**PASSAGE PROVIDED**:
━━━━━━━━

Renewed Clamour to Sack the Reformer

Renewed Clamour to Sack the Reformer

Ojo Maduekwe writes that the All Progressives Congress National Chairman, Comrade Adams Oshiomhole’s drive to reform the party and instill internal discipline might have gone overboard

When he was vying for National Chairman of the All Progressives Congress (APC), Adams Oshiomhole made it clear he was out to reform the APC; take back the party structure from vested interests and return it to the members.

Membership of the APC was saturated by a good number of politicians who defected from the PDP and swelled its ranks ahead of the 2015 general elections. The APC’s singular ideology leading to the 2015 general elections was based on how to dislodge the PDP from the government at the federal level, nothing more.

Before the coming of Oshiomhole and his desire to reform the party, millions of Nigerian voters who casted their votes in favour of the APC during the general election in 2015 were already itching for a reform.

It was with this sense of purpose that Oshiomhole assumed the role of party reformer. His approach would involve using direct primary to elect candidates to represent the party in elections. Although this was bound to have drawbacks – owing to the lack of a credible membership register – it was an approach capable of fostering a sense of ownership by everyone that called the APC home.

Governors in the APC who were normally anti direct primary but beneficiaries of the skewed delegate system, knew what this reform entailed but nonetheless endorsed his candidacy to please President Muhammadu Buhari, backtracking on an earlier tenure elongation for the then APC chairman, Chief John Odigie-Oyegun.

━━━━━━━━

**SUPPLIED MATERIAL**:
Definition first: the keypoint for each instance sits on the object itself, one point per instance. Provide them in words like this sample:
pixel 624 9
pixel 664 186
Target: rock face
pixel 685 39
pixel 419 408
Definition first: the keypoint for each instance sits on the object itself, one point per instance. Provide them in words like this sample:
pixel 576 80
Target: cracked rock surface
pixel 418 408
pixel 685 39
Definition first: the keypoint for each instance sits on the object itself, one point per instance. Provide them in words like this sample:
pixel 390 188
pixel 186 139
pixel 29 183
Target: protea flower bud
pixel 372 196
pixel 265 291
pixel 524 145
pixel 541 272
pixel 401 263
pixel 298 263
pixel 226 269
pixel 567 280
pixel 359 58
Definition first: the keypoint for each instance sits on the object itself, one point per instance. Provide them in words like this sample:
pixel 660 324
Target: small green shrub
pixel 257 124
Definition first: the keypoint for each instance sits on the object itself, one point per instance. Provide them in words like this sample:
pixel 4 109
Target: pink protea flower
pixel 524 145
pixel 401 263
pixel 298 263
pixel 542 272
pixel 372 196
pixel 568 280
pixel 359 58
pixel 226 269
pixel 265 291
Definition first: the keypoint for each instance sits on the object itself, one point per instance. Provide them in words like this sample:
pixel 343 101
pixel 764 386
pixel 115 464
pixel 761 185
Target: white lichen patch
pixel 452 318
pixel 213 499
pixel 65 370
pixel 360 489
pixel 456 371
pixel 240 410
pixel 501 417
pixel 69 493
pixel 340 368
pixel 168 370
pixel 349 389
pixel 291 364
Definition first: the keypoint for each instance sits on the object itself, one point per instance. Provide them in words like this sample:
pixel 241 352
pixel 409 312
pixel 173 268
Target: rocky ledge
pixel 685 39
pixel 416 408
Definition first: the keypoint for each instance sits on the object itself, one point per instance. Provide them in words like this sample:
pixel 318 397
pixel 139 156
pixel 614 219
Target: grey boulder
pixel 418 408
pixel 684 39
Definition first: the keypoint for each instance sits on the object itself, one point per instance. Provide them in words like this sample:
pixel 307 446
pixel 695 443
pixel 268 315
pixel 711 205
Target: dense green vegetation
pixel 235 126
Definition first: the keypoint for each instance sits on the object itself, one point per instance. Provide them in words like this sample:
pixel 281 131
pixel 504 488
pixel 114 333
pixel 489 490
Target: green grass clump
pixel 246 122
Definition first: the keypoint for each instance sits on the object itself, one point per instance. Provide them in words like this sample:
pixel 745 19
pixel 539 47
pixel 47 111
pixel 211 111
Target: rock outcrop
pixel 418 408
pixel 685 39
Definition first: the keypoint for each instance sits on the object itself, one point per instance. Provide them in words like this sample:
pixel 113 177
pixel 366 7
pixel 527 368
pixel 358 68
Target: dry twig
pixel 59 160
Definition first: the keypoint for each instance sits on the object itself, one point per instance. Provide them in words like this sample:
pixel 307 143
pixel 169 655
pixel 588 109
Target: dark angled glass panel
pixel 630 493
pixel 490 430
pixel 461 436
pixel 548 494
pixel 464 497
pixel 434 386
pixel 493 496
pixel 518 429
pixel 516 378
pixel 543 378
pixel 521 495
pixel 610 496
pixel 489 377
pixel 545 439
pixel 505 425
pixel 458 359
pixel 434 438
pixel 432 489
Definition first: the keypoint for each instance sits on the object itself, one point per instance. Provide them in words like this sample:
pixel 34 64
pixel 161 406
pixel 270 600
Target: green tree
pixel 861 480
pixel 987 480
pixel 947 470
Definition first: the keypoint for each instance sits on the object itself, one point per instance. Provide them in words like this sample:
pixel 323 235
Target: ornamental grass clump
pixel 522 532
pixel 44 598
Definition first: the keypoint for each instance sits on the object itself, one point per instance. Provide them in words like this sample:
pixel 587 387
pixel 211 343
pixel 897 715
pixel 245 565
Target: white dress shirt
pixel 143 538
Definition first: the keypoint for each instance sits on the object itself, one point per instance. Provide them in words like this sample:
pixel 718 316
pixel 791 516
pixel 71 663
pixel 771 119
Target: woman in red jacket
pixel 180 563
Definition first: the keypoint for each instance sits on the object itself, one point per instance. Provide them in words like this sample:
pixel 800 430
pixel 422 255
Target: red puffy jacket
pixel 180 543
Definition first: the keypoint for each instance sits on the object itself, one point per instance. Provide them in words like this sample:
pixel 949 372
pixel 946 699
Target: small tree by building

━━━━━━━━

**EXERCISE INSTRUCTIONS**: Carry on the article about Adams Oshiomhole's push to reform the APC, starting right after its final paragraph.

**REPLY**:
Oshiomhole inherited a party whose change credibility had been battered, and was poised to move the APC away from a system where governors were both lords in their respective states and Abuja; a situation where appointees with access to the president decided what was party policy.

In his drive to reform the party and instill internal discipline, some critics of Oshiomhole say that he might have gone overboard. They allude to his falling out with the Minister of Labour, Dr. Chris Ngige, during which he had openly expressed displeasure with how Buhari was handling the government.

When Ngige refused to inaugurate the board of an agency under his ministry, Oshiomhole, following a closed door meeting with the president’s Chief of Staff, Abba Kyari threatened to suspend Ngige and other party members who disobeyed party directives. According to him, “If the president condones disrespect for his office, I will not condone disrespect for the party.”

In some quarters, this comment portrayed the chairman as courageous and as someone unafraid to take an opposing view different from the president, especially when doing such to preserve the independence of the party.

Fact is the APC was in total disarray, judging from the happenings within offices of the federal government under its control. There were ministers and junior ministers working at cross purposes. The heads of the Economic and Financial Crimes Commission (EFCC), and the Department of State Security (DSS) were refusing to collaborate in executing the president’s fight against corruption.

During these scuffles Buhari appeared disinterested in restraining his appointees and putting his government in order. This disorderliness or like Oshimhole put it, condoning “disrespect for his office”, rubbed off badly on the party. There was need for the APC to save itself by reinventing its internal party politics.

The governor’s backtracking on their plan to elongate the tenure of Odigie-Oyegun was wrongly viewed by observers as a sign that they were open to reform.

It soon became obvious that members of the APC (especially the governors) were not open to change at the inception of the party primaries to elect candidates for the 2019 elections, when the party and the governors clashed on what mode of primary to be used in electing candidates to represent the APC.

Oshiomhole had canvassed for direct primary so as to give every registered member of the APC a say, but the governors under the party wanted indirect primary. While some governor’s had their way, those that failed to use the primary to install candidates of their choice now want Oshiomhole to resign.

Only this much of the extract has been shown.